Reproduce every line of the listing below word for word, without changing anything.

--- --- ---

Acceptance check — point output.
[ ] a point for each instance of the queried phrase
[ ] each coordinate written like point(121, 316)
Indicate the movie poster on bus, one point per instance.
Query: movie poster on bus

--- --- ---

> Result of this task
Acceptance check — point output.
[ ] a point for each instance of the queried phrase
[ ] each coordinate written like point(121, 316)
Indicate the movie poster on bus, one point per instance.
Query: movie poster on bus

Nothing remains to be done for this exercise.